### EXERCISE OBJECTIVE
Report each line in the entries below that includes the string "hand", copying those lines in full.

Recorded data
════════

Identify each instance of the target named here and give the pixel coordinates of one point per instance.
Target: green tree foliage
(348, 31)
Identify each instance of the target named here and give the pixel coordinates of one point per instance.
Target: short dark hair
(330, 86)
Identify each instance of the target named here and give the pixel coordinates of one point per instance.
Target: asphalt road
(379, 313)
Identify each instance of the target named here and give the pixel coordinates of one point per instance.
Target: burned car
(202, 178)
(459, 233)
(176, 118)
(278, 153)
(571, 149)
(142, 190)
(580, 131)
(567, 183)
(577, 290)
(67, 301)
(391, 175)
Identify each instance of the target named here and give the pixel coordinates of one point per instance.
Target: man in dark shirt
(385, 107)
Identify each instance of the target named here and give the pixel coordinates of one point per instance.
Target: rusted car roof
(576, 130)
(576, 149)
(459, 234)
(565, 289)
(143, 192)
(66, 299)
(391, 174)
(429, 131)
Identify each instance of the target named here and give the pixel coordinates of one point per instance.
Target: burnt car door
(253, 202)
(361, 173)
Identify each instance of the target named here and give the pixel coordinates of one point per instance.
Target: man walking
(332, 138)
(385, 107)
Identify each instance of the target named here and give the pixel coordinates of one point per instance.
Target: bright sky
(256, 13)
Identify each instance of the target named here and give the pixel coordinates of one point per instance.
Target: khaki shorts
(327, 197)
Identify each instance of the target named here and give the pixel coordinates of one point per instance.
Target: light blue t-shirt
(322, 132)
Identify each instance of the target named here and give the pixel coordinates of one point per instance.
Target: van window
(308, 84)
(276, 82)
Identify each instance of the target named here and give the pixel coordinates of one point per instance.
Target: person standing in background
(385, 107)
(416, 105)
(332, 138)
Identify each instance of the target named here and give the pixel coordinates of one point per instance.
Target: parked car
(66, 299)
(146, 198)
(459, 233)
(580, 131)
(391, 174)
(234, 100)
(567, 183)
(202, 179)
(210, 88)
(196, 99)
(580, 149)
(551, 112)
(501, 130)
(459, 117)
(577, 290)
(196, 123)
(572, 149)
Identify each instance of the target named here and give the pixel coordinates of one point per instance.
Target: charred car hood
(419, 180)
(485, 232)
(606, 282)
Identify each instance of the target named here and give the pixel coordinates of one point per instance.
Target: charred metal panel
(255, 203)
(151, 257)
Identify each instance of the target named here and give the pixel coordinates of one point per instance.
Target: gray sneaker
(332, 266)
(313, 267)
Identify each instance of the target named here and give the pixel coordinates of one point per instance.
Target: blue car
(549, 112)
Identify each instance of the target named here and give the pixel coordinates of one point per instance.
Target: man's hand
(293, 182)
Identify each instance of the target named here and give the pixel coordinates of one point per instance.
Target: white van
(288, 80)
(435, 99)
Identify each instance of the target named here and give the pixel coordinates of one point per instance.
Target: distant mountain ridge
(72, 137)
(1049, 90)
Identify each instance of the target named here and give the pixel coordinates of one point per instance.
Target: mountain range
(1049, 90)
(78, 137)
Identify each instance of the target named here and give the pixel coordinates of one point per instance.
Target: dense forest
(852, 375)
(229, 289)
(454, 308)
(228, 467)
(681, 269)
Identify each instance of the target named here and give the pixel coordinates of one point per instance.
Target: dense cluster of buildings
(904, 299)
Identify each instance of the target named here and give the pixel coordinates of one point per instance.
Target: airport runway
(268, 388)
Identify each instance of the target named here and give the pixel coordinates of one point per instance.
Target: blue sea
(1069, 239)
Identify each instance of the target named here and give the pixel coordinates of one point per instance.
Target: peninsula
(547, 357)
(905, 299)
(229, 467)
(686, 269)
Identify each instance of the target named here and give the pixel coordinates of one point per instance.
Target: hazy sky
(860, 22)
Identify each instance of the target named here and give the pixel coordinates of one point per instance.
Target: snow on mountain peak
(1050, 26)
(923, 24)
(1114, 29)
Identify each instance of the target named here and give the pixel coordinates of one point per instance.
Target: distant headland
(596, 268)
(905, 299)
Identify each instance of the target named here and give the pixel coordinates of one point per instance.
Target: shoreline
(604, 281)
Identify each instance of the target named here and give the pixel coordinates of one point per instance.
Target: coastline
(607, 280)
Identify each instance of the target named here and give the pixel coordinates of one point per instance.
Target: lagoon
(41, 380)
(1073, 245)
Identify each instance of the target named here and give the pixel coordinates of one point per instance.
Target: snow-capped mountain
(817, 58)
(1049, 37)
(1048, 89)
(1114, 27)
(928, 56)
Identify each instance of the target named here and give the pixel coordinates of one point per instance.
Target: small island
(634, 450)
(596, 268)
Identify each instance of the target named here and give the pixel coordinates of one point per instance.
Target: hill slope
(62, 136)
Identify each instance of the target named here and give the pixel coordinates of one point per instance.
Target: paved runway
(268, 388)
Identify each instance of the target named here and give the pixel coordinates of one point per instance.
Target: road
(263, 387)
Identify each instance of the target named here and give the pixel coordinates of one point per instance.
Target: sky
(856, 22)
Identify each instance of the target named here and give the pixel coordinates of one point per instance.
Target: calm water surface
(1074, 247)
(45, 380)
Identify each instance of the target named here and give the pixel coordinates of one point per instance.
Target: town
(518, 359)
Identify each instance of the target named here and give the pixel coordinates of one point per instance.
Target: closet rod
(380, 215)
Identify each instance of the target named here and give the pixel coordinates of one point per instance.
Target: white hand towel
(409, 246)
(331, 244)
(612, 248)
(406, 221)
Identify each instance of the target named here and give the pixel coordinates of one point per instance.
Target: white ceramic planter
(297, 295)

════════

### FULL RESPONSE
Target: man's hand
Target: white hand towel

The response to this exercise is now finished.